◆ **LO QUE SE PIDE**: Vuelve a escribir estas líneas poniendo "image" en lugar de "photo" y deja todo lo demás como está.

◆ **DATOS PROPORCIONADOS**:
────
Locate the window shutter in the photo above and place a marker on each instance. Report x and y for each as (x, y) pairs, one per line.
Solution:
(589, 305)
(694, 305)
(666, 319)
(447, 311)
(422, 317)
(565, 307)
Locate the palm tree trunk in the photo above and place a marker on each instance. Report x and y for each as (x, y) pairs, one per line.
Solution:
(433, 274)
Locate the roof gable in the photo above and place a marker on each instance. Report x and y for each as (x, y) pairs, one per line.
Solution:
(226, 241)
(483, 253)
────
◆ **RESPUESTA ESPERADA**:
Locate the window shutter in the image above and place a marker on each instance. Report x and y for each as (x, y) pairs, one per line.
Solution:
(589, 305)
(694, 305)
(666, 319)
(447, 311)
(422, 317)
(565, 307)
Locate the palm tree trunk in the image above and place a marker on each instance. Report x and y for each as (x, y) pairs, one per line.
Solution:
(433, 274)
Locate the roof gable in the image above and place a marker on each instance. Report x and y for each as (x, y) pairs, one per line.
Solution:
(226, 241)
(483, 253)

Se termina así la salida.